### WHAT THE EXERCISE ASKS
Find each line below that contains the string "Target" with the same capitalization, and copy every such line in full.
********
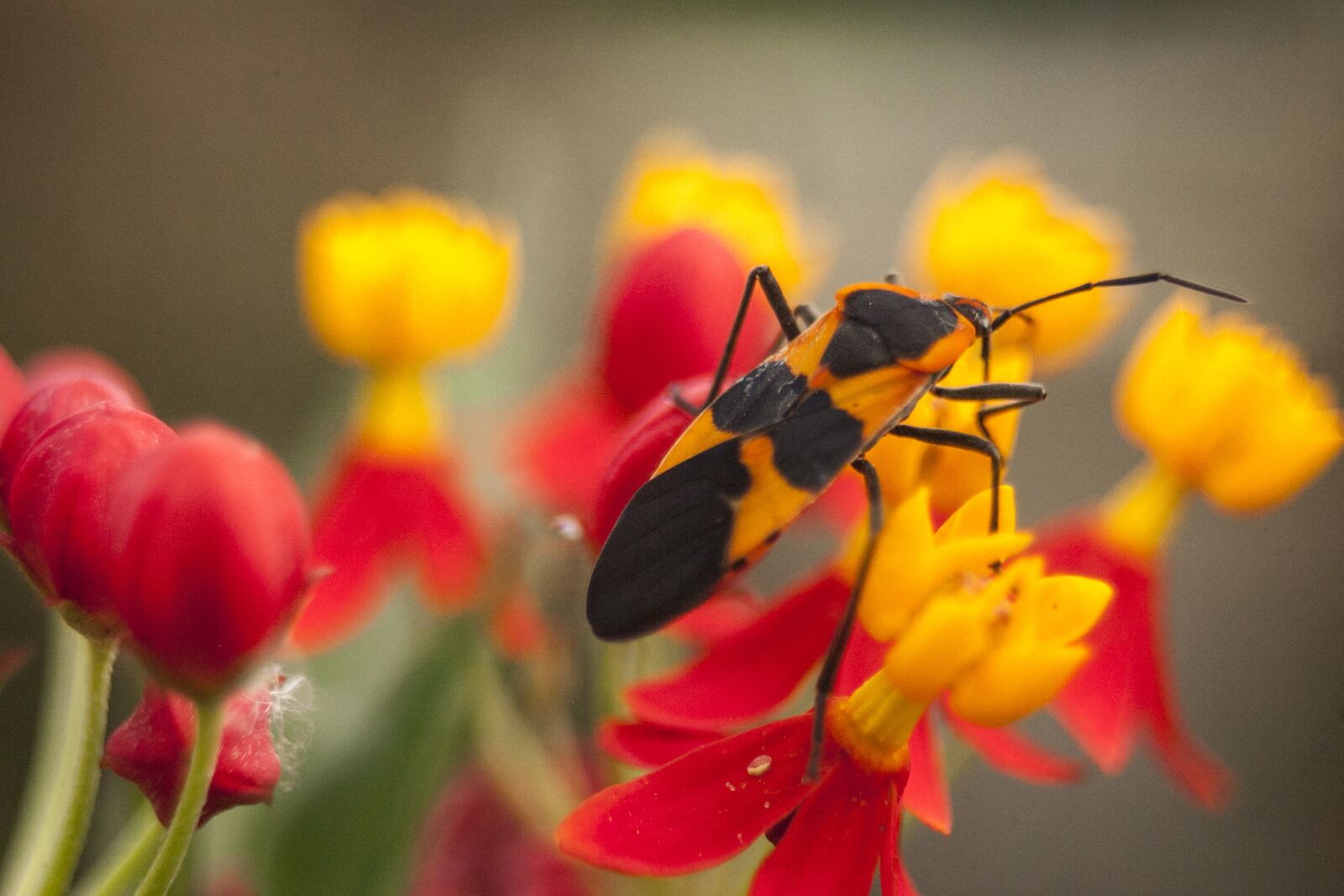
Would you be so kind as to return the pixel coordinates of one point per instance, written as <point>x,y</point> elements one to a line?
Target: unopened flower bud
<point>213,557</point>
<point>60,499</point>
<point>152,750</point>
********
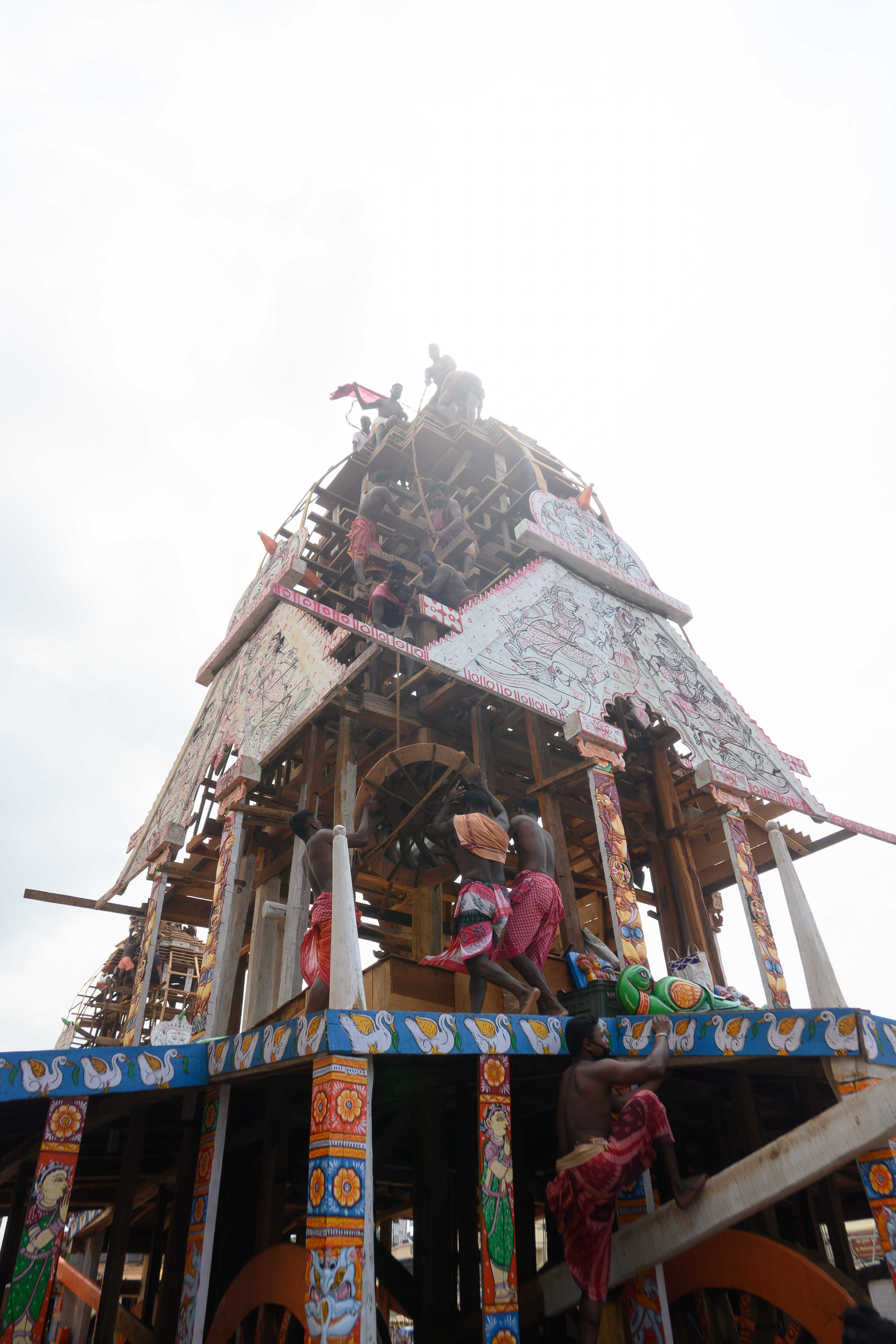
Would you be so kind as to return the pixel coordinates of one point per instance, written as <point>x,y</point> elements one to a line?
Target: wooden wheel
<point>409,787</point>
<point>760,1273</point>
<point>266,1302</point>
********
### RESULT OF THIS EXERCISE
Target: unopened flower bud
Target: wooden wheel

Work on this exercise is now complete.